Что было общего между Окуджавой и Волковым помимо общего почтового адреса? Догадаться не трудно. Олег Васильевич сам сидел, а у Булата Шалвовича репрессировали родителей: отца расстреляли, а мать отправили в ГУЛАГ. Им было, что вспомнить.
В СССР «Погружение во тьму» напечатали только в 1989 году. Получая за свою книгу в 1991 году первую Госпремию России из рук президента РФ Бориса Ельцина, Волков сказал ему: «Борис Николаевич, вы же Ипатьевский дом в Екатеринбурге разрушили, вам его и восстанавливать». Ничего не ответил Борис Николаевич, только похлопал писателя по плечу. Хорошо еще, что не по голове…
Олег Волков был страстным охотником, ружья хранил дома. Однажды перед Олимпиадой-80 к нему пришли из милиции как к неблагонадежному, отсидевшему срок (и не один) в тюрьме. Подумаешь, что он писатель, ну и что? Вдруг пальнет в товарища Брежнева на церемонии открытия? Все возможно. Пришел участковый с понятыми и конфисковал оружие. Лишь после жалобы Союза писателей ружья вернули. «Принесли, да еще расшаркивались. Олег их абсолютно не боялся, говорил, что еще раз им его не заполучить. Но был сильно возмущен, говорил, что КГБ-шная удавка за ним всё тянется»{440}, – рассказывает Маргарита Сергеевна Волкова…
Часто общались по-соседски Булат Окуджава и Анатолий Жигулин, также побывавший на лесоповале. В 1950 году его, студента, приговорили к десяти годам лагерей. Сидел он и на Колыме. Реабилитирован в 1956-м. Большой резонанс в годы перестройки вызвала публикация автобиографической повести Жигулина «Черные камни», над которой автор работал в том числе и в этом доме. 6 августа 1980 года писатель отметил в дневнике: «Неожиданно позвонил Булат. Он вернулся из Коктебеля, хотел узнать новости. А какие я знаю новости?.. Булат переживает смерть В. Высоцкого». А вот запись от 21 сентября 1980 года: «Звонил Булат. Хочет, чтобы я дал ему текст стихотворения “Из больничной тетради”. Буду, – говорит, – пропагандировать. Очень ему понравилось стихотворение»{441}.

Цель задания 1 >>
Перепишите без изменений фрагмент отрывка для чтения: он начинается со слов, содержащих «Что было общего», и заканчивается словами «было, что вспомнить.».
Цель задания 2 >>
Перечислите все литературные произведения, названия которых отрывок для чтения приводит в кавычках.
Цель задания 3 >>
Объясните по отрывку для чтения, почему перед Олимпиадой-80 у Олега Волкова конфисковали ружья.

Записи данных >>
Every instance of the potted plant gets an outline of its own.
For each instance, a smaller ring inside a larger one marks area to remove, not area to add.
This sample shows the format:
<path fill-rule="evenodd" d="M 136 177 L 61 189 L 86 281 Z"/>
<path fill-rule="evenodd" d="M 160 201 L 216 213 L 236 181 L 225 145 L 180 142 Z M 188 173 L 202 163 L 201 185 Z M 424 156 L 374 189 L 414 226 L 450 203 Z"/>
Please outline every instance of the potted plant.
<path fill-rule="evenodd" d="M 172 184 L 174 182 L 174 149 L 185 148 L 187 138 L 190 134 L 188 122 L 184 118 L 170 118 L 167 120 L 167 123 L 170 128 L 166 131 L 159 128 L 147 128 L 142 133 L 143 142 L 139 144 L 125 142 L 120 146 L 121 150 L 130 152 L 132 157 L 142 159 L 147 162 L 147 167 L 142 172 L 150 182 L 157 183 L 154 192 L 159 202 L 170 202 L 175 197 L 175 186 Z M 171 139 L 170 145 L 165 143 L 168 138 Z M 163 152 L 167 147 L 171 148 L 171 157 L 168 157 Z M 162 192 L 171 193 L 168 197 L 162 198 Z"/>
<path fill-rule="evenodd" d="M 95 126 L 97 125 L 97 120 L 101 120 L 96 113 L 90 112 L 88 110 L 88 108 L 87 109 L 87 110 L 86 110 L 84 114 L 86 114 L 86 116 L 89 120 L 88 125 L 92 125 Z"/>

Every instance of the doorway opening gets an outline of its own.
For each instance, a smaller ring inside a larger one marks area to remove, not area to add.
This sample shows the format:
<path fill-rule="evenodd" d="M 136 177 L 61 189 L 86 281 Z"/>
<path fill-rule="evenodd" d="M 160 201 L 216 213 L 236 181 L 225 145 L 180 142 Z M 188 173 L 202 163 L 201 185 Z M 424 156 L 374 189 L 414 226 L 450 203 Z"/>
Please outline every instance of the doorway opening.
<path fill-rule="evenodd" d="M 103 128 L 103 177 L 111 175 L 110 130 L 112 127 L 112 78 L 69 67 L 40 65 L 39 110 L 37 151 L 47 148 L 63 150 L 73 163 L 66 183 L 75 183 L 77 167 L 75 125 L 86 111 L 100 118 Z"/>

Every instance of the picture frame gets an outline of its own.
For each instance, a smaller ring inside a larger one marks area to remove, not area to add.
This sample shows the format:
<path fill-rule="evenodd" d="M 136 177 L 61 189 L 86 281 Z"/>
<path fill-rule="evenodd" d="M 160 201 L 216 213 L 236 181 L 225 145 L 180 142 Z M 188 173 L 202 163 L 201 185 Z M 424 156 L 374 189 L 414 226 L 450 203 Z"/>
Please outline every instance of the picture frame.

Ответ к заданию 1 >>
Что было общего между Окуджавой и Волковым помимо общего почтового адреса? Догадаться не трудно. Олег Васильевич сам сидел, а у Булата Шалвовича репрессировали родителей: отца расстреляли, а мать отправили в ГУЛАГ. Им было, что вспомнить.

Ответ к заданию 2 >>
«Погружение во тьму»; «Черные камни»; «Из больничной тетради».

Ответ к заданию 3 >>
Милиция пришла к нему как к неблагонадежному человеку, который отсидел в тюрьме срок, причем не один. Опасались, что он может выстрелить в Брежнева на церемонии открытия Олимпиады.